(Records for the task)
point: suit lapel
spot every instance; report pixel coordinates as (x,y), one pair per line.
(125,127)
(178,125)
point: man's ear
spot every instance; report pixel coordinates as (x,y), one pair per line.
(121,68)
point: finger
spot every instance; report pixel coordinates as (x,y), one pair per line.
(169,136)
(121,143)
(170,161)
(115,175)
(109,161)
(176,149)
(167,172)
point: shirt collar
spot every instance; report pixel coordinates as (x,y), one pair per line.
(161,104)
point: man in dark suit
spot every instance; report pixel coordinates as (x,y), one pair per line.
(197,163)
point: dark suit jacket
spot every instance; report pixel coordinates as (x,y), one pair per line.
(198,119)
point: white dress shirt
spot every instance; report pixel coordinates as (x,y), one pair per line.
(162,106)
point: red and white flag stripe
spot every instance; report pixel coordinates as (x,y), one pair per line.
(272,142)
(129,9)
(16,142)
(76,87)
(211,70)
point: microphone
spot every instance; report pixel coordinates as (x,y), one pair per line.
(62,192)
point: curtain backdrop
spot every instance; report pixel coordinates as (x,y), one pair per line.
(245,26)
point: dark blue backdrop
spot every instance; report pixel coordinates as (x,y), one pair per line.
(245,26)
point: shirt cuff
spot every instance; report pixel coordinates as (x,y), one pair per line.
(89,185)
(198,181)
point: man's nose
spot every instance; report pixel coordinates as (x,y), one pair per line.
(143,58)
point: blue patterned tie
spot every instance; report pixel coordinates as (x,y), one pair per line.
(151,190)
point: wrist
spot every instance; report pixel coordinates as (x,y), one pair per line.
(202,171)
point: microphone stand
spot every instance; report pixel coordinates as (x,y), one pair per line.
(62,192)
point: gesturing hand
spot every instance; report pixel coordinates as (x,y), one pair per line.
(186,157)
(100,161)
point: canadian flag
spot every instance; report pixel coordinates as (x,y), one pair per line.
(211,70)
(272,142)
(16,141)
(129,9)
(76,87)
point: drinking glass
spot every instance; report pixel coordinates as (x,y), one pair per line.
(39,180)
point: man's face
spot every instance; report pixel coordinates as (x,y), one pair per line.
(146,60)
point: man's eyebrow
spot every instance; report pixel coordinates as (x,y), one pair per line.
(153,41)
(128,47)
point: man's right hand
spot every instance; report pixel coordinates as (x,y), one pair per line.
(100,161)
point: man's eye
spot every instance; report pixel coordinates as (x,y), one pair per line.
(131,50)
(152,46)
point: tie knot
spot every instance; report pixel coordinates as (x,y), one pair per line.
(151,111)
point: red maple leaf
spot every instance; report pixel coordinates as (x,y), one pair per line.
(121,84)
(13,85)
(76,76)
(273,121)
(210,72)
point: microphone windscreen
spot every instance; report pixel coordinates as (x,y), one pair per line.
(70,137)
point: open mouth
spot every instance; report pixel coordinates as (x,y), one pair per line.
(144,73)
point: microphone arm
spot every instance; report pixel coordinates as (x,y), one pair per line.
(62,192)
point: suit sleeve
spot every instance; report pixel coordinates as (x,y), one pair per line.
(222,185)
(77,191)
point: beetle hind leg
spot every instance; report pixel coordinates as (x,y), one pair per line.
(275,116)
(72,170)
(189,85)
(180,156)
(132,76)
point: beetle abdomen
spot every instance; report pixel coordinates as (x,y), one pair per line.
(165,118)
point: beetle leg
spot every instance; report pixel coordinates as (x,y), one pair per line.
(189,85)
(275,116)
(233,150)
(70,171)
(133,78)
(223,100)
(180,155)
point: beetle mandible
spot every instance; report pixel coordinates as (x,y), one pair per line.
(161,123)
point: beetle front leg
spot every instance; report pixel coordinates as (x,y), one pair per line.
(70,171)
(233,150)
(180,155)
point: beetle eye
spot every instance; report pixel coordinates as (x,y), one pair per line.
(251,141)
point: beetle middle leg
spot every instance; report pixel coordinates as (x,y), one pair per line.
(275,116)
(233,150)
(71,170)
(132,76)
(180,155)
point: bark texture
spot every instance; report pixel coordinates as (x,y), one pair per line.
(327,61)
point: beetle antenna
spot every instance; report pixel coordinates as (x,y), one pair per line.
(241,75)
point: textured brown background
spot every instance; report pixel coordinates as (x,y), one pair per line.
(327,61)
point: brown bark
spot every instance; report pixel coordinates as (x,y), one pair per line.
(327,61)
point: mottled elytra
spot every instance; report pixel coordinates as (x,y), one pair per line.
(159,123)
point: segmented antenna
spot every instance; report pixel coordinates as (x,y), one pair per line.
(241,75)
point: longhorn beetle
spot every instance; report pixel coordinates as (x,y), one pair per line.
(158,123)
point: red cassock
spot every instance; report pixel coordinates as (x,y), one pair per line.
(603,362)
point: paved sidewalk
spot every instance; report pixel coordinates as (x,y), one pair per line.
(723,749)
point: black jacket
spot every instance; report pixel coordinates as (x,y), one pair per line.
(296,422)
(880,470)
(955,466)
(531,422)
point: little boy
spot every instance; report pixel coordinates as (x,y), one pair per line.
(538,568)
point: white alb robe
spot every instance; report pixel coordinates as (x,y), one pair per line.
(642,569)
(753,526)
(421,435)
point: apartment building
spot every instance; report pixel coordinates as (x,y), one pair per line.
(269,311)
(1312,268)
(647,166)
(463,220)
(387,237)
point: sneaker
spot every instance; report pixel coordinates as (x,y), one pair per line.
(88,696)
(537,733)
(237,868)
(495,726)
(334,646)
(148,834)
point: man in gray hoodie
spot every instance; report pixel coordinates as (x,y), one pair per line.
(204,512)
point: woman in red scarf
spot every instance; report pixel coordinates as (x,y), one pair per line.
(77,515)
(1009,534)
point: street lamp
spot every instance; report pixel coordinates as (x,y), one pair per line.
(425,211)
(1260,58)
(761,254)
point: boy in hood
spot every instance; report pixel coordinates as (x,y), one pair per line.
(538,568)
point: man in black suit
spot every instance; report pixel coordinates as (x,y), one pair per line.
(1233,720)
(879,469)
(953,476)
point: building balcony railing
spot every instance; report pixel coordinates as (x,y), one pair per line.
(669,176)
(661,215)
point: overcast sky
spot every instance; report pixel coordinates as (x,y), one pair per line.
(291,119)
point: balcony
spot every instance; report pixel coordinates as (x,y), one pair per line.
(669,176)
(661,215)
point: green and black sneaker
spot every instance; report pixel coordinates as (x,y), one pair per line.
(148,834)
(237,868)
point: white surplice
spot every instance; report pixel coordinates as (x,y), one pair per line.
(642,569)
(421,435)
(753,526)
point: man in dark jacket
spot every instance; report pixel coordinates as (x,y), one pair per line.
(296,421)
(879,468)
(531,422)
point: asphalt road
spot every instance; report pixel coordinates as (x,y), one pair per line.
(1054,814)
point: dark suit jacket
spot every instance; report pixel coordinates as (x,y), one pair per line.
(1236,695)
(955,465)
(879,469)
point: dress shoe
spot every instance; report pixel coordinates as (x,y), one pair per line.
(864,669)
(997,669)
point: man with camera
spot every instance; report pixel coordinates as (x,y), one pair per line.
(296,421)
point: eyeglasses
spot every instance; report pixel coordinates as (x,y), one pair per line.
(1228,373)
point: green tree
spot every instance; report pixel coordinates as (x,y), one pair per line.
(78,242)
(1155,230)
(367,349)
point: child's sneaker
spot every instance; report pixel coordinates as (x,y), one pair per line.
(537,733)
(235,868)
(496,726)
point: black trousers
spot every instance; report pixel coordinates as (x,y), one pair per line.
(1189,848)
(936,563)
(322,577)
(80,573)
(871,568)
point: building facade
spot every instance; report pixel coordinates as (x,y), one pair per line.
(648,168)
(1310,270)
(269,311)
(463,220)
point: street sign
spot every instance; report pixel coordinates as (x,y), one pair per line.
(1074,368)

(Exercise description)
Go through the data and return every record exactly.

(Written solution)
point: suit lapel
spot every instance; report pixel coordinates as (x,y), one pair per line.
(125,127)
(178,125)
point: man's ear
spot every instance; report pixel coordinates as (x,y), one pair per line.
(121,68)
point: finger
spot every instance; report pixel coordinates as (x,y), one pair per line.
(169,136)
(121,143)
(170,161)
(115,175)
(109,161)
(176,149)
(167,172)
point: shirt collar
spot every instance; report pixel coordinates as (x,y), one pair per line.
(161,104)
point: man in dark suit
spot every instance; report pixel coordinates as (x,y), one pair per line.
(197,163)
point: dark suit jacket
spot every instance; report pixel coordinates as (x,y), one pair per line.
(198,119)
point: white dress shirt
spot every instance; report pixel coordinates as (x,y), one pair per line.
(162,106)
point: red and white flag stripe
spot every instance; report pixel coordinates as (x,y), one pair per line.
(272,142)
(129,9)
(16,142)
(76,87)
(211,70)
point: microphone
spot every instance; report pixel coordinates as (x,y), one pair per line.
(62,192)
point: curtain backdrop
spot every instance; report pixel coordinates as (x,y), one pair per line.
(245,26)
point: dark blue backdrop
spot every instance; report pixel coordinates as (x,y), one pair per line.
(245,26)
point: shirt cuff
spot every instance; report pixel coordinates as (x,y), one pair per line.
(89,185)
(198,181)
point: man's nose
spot every instance; report pixel coordinates as (x,y), one pair per line.
(143,58)
point: blue patterned tie
spot every instance; report pixel coordinates as (x,y), one pair per line.
(151,190)
point: wrist
spot every instance; report pixel coordinates as (x,y), one pair per line.
(202,171)
point: microphone stand
spot every instance; report pixel coordinates as (x,y), one pair per line.
(62,192)
point: gesturing hand
spot every instance; report pixel coordinates as (x,y), one pair per line.
(186,157)
(100,161)
point: canadian flag
spot every instance; report pixel coordinates as (x,y), one pair per line.
(211,70)
(272,142)
(16,141)
(129,9)
(76,87)
point: drinking glass
spot every instance; report pixel coordinates as (x,y), one pair per line.
(39,180)
point: man's face
spot every instance; report pixel coordinates as (x,y), one pair per line.
(146,60)
point: man's eyebrow
spot every instance; report pixel coordinates as (x,y), one pair per line.
(153,41)
(128,47)
point: man's right hand
spot every instance; report pixel coordinates as (x,y), one pair per line.
(100,161)
point: man's eye
spot every instance; report pixel coordinates as (x,y), one pair per line.
(131,50)
(152,46)
point: tie knot
spot every instance; report pixel coordinates as (x,y), one pair per line.
(151,111)
point: red maple leaf
spot every instance; report pixel coordinates as (x,y), one pair per line.
(121,84)
(13,85)
(76,76)
(273,121)
(210,72)
point: microphone windscreen
spot every instance; report pixel coordinates as (x,y), one pair per line.
(70,137)
point: open mouth
spot every instance; report pixel coordinates as (x,y), one pair per line.
(144,73)
point: microphone arm
spot every instance; report pixel coordinates as (x,y), one pair per line.
(62,192)
point: suit sleeve
spot every instance; report pixel coordinates as (x,y), one pair per line.
(222,185)
(77,191)
point: beetle hind leg
spot every instance; report pixel coordinates as (x,y), one pair per line.
(275,116)
(72,170)
(189,85)
(180,156)
(132,76)
point: beetle abdomen
spot every instance; report pixel coordinates as (x,y), one pair per line.
(165,118)
point: beetle leg
spot every instance; report pixel coordinates as (x,y), one pair per line.
(189,85)
(275,116)
(233,150)
(70,171)
(133,78)
(223,100)
(180,155)
point: beetle mandible
spot every instance; report pixel coordinates as (x,y), one pair per line.
(161,123)
point: beetle front leg
spot every instance; report pixel coordinates as (x,y), one pair per line.
(70,171)
(233,150)
(180,155)
point: beetle eye
spot every instance; report pixel coordinates as (x,y), one pair per line.
(251,141)
point: beetle middle leg
spot every instance; report pixel coordinates as (x,y), one pair per line.
(275,116)
(233,150)
(71,170)
(132,76)
(180,155)
point: bark texture
spot every instance; report pixel coordinates as (x,y), one pair per line.
(327,61)
point: beetle antenna
spot every instance; report pixel coordinates as (x,y), one pair per line.
(241,75)
point: textured brown background
spot every instance; report pixel coordinates as (x,y), one pair per line.
(327,61)
point: brown bark
spot every instance; report pixel coordinates as (x,y), one pair per line.
(327,61)
point: mottled elytra
spot every instance; report pixel coordinates as (x,y), one pair per line.
(159,123)
point: segmented antenna
spot every instance; report pixel coordinates as (x,y), one pair per line.
(241,75)
point: longhorn beetle
spot every instance; report pixel coordinates as (x,y), one pair per line.
(158,123)
point: red cassock
spot every instance; report pixel coordinates as (x,y), one pair per line.
(603,362)
point: paved sidewalk
spot every instance; report pixel coordinates as (x,y), one pair per line.
(723,749)
point: black jacket
spot every instance; report pixel coordinates as (x,y), one pair per line.
(296,422)
(880,470)
(955,466)
(531,422)
point: little boy
spot every instance; report pixel coordinates as (x,y), one pair per line.
(538,568)
point: white alb robe
spot every instance; report pixel coordinates as (x,y), one pair per line.
(642,569)
(753,526)
(421,435)
point: apartment building
spot every instance; report pixel coordinates as (x,y), one pair per line.
(269,311)
(1312,268)
(647,166)
(463,220)
(387,237)
point: sneaker
spot every instance; report pixel coordinates as (x,y), one pair per line.
(88,696)
(537,733)
(237,868)
(495,726)
(334,646)
(148,834)
point: man in gray hoodie
spot every instance; report pixel coordinates as (x,y), one pair per line.
(204,512)
point: woman in red scarf
spot every instance; report pixel coordinates as (x,y), one pair per line.
(77,515)
(1009,534)
point: street lamp
spot every instance; report pixel coordinates as (x,y), one pair per line.
(425,211)
(1260,58)
(761,254)
point: boy in hood
spot every instance; report pixel coordinates as (x,y), one pair per line.
(538,568)
point: man in black suit
spot every instance; report pixel coordinates as (x,y), one pair per line.
(1233,720)
(879,469)
(953,476)
point: building balcony railing
spot every instance; report pixel coordinates as (x,y), one pair per line.
(669,176)
(661,215)
point: overcast sky
spot every instance; report pixel coordinates as (x,y), one pair per line.
(291,119)
point: balcony
spot every instance; report pixel coordinates as (x,y), one pair per line.
(669,176)
(661,215)
point: green and black sneaker
spot every instance; report pixel coordinates as (x,y), one pair per line.
(148,834)
(237,868)
point: white surplice
spot every instance; report pixel coordinates as (x,y), one pair per line.
(642,569)
(421,435)
(753,526)
point: man in dark jacket
spot every instance; report pixel coordinates as (x,y), one pair per line.
(296,421)
(879,468)
(531,422)
point: asphalt road
spot every instance; report pixel coordinates as (x,y), one pair per line.
(1054,814)
point: dark suit jacket
spot every instance; report pixel coordinates as (x,y), one pair per line.
(1236,695)
(955,465)
(879,469)
point: dress shoe
spot every instance; report pixel coordinates as (x,y), one pair per line.
(864,669)
(997,669)
point: man with camera
spot every instance; report pixel coordinates as (x,y), one pair per line.
(296,421)
point: eyeglasses
spot every instance; report pixel coordinates as (x,y), one pair per line.
(1228,373)
point: green tree
spot every instance; report pixel coordinates as (x,y), one pair per line.
(78,242)
(1155,230)
(367,349)
point: child's sneaker
spot every instance; report pixel coordinates as (x,y), one pair per line.
(537,733)
(235,868)
(496,726)
point: black trousers
spot every instance; report pixel coordinates as (x,y), one pair per line.
(1189,848)
(936,563)
(322,577)
(80,573)
(871,568)
point: building facade
spot every instance; report pixel coordinates as (x,y), one pair per line.
(648,168)
(1310,270)
(269,311)
(463,220)
point: street sign
spot every instance; report pixel coordinates as (x,y), one pair per line.
(1074,368)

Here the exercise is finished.